Stored data entries:
/---

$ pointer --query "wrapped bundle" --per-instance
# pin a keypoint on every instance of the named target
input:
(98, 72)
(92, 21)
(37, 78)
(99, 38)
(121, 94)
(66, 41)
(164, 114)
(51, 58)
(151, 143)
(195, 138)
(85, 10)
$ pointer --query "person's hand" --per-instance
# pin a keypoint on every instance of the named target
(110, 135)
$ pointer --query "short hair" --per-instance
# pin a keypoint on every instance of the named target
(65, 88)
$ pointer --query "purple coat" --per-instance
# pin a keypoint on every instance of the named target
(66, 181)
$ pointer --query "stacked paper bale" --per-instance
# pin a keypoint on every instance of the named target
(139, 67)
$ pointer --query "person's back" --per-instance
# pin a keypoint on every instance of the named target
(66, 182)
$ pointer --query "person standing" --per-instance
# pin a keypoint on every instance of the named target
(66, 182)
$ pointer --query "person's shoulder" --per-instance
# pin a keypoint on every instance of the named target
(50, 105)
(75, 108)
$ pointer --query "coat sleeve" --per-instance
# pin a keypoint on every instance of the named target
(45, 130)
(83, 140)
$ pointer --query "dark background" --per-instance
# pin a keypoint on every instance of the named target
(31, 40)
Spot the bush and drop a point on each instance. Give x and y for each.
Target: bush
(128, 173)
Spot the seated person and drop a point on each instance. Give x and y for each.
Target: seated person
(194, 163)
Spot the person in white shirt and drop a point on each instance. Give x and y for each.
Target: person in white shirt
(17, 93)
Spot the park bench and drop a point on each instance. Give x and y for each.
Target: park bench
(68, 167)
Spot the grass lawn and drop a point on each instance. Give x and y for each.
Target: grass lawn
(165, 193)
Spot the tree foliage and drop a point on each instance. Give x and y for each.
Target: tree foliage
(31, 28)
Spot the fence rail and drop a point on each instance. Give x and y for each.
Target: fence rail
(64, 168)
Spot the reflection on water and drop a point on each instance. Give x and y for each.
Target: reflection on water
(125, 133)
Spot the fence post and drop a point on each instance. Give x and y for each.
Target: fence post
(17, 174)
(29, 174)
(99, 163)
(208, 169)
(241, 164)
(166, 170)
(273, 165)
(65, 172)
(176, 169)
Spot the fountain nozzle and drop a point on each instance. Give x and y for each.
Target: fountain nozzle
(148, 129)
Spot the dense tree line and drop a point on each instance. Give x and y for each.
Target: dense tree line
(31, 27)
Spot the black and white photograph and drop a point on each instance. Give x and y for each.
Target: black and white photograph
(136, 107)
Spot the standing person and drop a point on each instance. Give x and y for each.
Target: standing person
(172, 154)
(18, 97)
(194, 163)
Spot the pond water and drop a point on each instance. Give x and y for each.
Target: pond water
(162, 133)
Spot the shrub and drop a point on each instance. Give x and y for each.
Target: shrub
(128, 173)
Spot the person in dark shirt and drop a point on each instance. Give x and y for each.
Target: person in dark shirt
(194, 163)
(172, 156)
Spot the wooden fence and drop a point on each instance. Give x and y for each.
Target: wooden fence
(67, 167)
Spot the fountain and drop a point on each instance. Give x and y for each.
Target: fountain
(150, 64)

\---
/---

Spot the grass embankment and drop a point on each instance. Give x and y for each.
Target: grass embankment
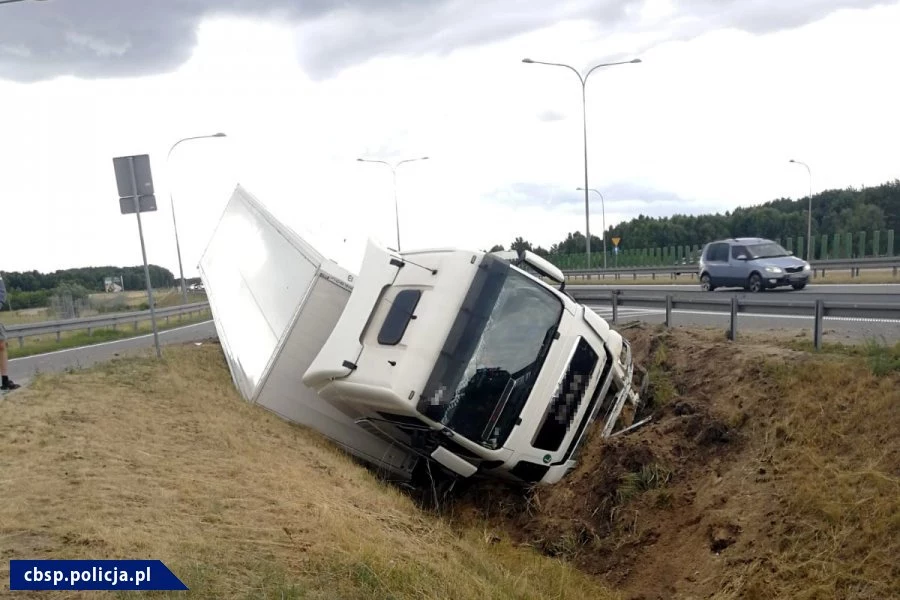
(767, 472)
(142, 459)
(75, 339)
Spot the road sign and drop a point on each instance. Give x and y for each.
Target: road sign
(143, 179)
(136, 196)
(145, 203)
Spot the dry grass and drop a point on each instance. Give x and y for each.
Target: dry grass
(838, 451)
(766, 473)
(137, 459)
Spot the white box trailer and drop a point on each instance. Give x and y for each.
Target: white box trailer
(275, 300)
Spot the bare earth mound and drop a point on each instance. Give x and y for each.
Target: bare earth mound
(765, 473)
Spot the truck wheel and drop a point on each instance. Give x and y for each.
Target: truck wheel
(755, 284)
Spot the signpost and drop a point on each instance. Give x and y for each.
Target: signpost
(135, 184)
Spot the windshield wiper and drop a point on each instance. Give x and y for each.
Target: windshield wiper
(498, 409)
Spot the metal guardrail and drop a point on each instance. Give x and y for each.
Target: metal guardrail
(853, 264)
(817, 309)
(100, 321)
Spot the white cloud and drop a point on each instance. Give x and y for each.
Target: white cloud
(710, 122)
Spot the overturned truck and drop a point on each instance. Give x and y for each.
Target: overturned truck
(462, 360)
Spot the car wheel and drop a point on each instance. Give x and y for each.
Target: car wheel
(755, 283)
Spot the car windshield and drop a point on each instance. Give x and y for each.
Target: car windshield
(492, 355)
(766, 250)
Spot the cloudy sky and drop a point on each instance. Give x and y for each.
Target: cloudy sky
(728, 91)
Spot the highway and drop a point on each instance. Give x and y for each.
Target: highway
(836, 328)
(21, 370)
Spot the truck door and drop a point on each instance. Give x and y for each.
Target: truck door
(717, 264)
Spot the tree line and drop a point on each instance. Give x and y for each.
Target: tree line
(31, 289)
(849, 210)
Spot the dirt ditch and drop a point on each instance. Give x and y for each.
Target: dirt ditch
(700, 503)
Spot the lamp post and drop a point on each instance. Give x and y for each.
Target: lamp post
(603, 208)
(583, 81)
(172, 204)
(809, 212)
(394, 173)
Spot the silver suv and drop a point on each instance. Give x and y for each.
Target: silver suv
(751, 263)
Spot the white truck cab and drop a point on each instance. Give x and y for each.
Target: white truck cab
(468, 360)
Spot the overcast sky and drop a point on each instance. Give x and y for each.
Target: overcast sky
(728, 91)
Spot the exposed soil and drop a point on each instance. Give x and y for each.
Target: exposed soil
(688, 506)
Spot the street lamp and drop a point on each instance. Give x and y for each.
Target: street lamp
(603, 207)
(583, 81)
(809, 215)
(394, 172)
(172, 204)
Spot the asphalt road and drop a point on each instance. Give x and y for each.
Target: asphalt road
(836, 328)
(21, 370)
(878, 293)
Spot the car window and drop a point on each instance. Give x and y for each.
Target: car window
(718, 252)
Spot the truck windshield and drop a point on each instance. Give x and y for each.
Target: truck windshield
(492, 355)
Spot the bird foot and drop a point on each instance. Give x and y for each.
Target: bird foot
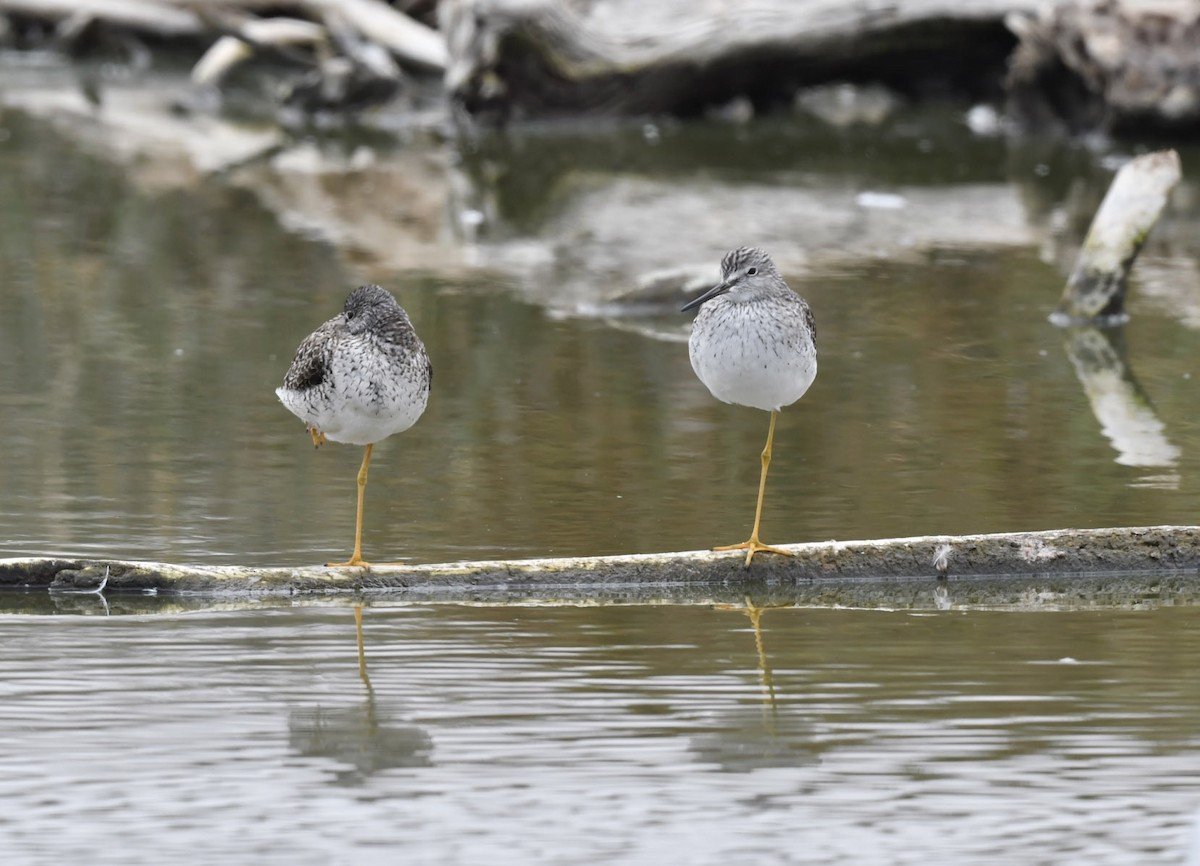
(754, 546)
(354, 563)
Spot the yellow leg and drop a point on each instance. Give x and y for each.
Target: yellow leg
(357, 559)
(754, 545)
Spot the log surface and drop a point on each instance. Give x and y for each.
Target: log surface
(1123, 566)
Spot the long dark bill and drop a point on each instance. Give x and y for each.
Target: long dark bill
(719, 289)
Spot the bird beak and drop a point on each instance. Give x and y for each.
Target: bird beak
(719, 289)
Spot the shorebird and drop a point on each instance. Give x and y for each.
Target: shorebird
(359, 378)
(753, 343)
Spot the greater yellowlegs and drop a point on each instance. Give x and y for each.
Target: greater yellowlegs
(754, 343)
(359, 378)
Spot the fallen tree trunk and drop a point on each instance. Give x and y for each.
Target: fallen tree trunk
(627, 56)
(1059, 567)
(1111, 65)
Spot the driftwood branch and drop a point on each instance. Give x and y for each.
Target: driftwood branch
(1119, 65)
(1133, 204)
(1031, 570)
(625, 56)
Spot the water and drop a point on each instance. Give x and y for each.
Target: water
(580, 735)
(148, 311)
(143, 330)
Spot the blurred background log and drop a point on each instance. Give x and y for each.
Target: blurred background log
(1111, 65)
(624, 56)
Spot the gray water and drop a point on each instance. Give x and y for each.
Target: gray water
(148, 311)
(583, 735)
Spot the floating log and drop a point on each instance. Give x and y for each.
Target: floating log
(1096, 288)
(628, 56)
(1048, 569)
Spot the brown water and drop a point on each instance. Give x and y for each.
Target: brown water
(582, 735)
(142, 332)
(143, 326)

\---

▶ [WHAT YOU ARE ASKED TO DO]
Starting at the line above that holds "Target: car window", repeat every line exactly down to and including the line that holds "Spot the shorebird", then stop. Do not carry over any pictures.

▶ [RESPONSE]
Target: car window
(718, 252)
Spot the truck windshield and drop a point on each instance. Give x and y for each.
Target: truck windshield
(492, 355)
Spot the bird foot and drop a point on each instance. Give x and y for each.
Target: bird foot
(754, 546)
(354, 563)
Spot the yellow leg and drop a point on each instance. Give x and y for each.
Target: yellow leg
(357, 559)
(754, 545)
Spot the log surface and drop a point on each instance. Give x and y for each.
Target: log surface
(1123, 566)
Spot the long dark bill and drop a point on each instance. Give x and y for each.
Target: long dark bill
(719, 289)
Spot the bird beak and drop a point on each instance. Give x and y for each.
Target: bird beak
(719, 289)
Spot the shorebird and drop a point on each instance. Give x and y for each.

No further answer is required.